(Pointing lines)

■ ■ ■ ■

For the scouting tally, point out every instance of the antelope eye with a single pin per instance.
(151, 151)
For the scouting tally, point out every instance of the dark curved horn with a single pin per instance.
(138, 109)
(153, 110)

■ ■ ■ ■

STATED EXERCISE:
Copy the lines verbatim, beginning with the line that contains "For the scouting tally, point out every instance of the dark" and continuing through the final line.

FINISHED EXERCISE:
For the scouting tally, point out every instance of the dark curved horn with a single pin per instance.
(138, 109)
(153, 110)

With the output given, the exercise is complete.